First, here’s a rough typology of the lies upon which the sales job for the Republicans’ wasteful, regressive tax cut is based.

  1. The tax cut won’t help the rich. 1a. It won’t help Trump.
  2. The tax cut will generate enough growth to pay for itself. 2a. Sec’y Mnuchin’s now going beyond this, claiming that it will raise more revenue than it loses. (Here’s what I think’s going on there.)
  3. Most of the benefits of the tax cut will go to the middle class.

Lies, lies, lies. And while it’s early days, and much could change, My impression is that a lot of people outside of DC Republicans aren’t buying them. The media and the Twitterverse is especially lit up with lies #1 and #2. In fact, here’s the NYT doing some calculations on lie 1b (“Trump could save more than $1 billion under his new tax plan”; that’s mostly due to eliminating the estate tax).

**PROMPT A**
Which lies does the tax cut passage list in its rough typology? Give every one, numbered as the passage numbers them.
**PROMPT B**
Answer these questions from the tax cut passage, one line each:
(i) What does Sec'y Mnuchin claim the tax cut will do with revenue?
(ii) Which lies are the media and the Twitterverse especially lit up with?
(iii) According to the quoted NYT line, how much could Trump save under his new tax plan?

**PROVIDED RECORDS**
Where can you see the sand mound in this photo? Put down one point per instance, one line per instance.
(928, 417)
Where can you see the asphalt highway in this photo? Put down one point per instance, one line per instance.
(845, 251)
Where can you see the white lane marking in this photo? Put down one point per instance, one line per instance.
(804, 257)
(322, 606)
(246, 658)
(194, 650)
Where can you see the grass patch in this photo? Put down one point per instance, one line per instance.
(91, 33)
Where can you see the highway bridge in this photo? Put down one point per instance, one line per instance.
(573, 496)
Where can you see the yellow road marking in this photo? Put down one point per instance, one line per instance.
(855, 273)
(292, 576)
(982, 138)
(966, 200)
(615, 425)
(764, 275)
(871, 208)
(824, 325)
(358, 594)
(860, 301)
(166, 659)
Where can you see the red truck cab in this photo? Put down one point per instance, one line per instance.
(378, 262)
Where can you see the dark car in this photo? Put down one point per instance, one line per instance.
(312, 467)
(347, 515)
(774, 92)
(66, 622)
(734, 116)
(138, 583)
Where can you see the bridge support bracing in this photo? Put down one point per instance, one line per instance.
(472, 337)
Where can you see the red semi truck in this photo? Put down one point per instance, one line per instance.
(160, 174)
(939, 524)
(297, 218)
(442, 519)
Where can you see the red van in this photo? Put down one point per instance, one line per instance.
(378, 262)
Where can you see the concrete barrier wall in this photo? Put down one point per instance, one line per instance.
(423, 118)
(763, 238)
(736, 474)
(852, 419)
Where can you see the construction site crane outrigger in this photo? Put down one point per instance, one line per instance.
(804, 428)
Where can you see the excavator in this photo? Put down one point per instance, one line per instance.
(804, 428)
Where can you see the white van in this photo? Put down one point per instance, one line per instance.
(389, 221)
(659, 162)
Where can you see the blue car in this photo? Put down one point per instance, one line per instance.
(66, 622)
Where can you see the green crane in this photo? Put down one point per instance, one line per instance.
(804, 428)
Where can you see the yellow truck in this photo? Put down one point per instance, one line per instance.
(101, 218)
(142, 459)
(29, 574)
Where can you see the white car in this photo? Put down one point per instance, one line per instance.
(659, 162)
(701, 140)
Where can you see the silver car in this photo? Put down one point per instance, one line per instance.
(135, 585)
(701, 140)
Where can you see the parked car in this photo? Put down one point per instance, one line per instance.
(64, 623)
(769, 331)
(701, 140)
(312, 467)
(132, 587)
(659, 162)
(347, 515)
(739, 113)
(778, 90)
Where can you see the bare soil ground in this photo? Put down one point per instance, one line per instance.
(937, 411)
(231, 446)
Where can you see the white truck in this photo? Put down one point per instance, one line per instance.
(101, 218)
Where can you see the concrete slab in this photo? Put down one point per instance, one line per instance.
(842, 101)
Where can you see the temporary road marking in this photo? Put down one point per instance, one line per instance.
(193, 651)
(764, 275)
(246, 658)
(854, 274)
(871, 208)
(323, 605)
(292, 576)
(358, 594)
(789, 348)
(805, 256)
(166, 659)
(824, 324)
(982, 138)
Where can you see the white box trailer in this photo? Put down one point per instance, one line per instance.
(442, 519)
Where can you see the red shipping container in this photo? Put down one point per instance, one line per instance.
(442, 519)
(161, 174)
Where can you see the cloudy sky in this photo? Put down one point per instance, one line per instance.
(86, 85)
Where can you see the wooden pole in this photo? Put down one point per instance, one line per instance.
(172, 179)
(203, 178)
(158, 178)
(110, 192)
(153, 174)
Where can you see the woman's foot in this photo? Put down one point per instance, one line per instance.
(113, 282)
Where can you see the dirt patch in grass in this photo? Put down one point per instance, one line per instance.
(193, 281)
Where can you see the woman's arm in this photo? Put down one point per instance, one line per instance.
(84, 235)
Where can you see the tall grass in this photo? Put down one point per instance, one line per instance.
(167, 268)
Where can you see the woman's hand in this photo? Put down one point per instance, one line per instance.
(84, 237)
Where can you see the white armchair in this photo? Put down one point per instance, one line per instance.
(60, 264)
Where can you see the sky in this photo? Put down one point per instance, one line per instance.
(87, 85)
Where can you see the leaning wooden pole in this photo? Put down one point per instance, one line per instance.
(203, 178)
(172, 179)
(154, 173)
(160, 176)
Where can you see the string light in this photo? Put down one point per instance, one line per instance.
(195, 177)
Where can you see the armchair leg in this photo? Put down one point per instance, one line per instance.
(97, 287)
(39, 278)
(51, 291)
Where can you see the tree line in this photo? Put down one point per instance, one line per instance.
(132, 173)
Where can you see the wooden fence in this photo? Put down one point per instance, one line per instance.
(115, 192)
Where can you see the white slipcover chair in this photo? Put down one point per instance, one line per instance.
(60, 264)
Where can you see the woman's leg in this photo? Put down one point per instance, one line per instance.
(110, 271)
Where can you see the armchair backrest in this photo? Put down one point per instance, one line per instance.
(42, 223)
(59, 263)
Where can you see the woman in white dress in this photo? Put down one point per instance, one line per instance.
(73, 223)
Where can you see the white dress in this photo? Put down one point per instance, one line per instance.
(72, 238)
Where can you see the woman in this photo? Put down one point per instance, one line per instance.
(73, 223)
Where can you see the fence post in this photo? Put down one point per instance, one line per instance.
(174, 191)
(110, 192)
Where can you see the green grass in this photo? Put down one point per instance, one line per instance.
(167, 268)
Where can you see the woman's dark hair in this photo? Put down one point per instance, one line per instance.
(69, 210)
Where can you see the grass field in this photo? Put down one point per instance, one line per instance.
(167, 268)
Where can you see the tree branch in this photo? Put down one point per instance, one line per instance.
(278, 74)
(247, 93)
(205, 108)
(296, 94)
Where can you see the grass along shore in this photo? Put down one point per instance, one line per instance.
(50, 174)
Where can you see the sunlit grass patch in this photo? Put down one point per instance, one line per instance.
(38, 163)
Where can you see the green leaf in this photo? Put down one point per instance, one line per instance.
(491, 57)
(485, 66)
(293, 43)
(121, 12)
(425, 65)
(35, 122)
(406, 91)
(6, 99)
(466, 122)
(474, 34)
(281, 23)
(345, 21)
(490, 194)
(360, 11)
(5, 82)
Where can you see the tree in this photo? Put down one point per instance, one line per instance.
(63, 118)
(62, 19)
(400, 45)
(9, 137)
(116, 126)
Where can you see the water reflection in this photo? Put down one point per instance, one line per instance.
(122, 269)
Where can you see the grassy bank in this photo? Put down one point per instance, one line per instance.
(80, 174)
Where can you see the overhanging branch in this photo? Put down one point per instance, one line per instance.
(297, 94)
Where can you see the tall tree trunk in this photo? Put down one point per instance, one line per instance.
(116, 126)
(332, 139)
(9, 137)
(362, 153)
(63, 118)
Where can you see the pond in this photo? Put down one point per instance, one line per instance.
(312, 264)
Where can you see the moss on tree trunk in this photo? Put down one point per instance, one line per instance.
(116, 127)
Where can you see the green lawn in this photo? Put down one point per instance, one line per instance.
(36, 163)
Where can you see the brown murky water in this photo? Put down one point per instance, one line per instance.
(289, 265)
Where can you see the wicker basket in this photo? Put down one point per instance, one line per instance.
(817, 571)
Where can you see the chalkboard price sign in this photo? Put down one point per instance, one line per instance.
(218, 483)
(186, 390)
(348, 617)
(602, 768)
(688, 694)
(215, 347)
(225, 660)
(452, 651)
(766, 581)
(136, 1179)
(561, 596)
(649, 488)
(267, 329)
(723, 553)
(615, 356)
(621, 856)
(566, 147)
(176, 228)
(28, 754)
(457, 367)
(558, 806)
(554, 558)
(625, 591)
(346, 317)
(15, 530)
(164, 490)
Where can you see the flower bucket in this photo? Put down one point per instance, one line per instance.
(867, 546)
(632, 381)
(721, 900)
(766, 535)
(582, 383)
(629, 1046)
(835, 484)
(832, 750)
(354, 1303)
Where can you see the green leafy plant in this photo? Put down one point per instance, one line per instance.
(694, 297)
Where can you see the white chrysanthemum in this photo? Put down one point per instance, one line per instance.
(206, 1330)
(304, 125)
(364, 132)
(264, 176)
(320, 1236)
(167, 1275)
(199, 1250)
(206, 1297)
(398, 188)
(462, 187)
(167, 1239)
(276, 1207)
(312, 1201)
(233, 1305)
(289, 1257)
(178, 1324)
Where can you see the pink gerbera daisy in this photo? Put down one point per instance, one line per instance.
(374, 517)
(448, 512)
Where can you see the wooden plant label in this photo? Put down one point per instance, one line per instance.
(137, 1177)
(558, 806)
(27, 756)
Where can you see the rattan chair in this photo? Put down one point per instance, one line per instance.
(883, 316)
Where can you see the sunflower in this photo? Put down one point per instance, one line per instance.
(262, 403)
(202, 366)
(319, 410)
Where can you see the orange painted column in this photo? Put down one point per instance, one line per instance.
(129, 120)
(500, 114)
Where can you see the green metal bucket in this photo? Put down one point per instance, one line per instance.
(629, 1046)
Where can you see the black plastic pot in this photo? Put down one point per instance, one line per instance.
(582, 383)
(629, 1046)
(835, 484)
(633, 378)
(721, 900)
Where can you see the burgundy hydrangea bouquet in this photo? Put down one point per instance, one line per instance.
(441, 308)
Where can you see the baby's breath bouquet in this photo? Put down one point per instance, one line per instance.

**PROBLEM SOLUTION A**
1. The tax cut won't help the rich.
1a. It won't help Trump.
2. The tax cut will generate enough growth to pay for itself.
2a. It will raise more revenue than it loses (Sec'y Mnuchin's claim).
3. Most of the benefits of the tax cut will go to the middle class.

**PROBLEM SOLUTION B**
(i) Raise more revenue than it loses.
(ii) Lies #1 and #2.
(iii) More than $1 billion.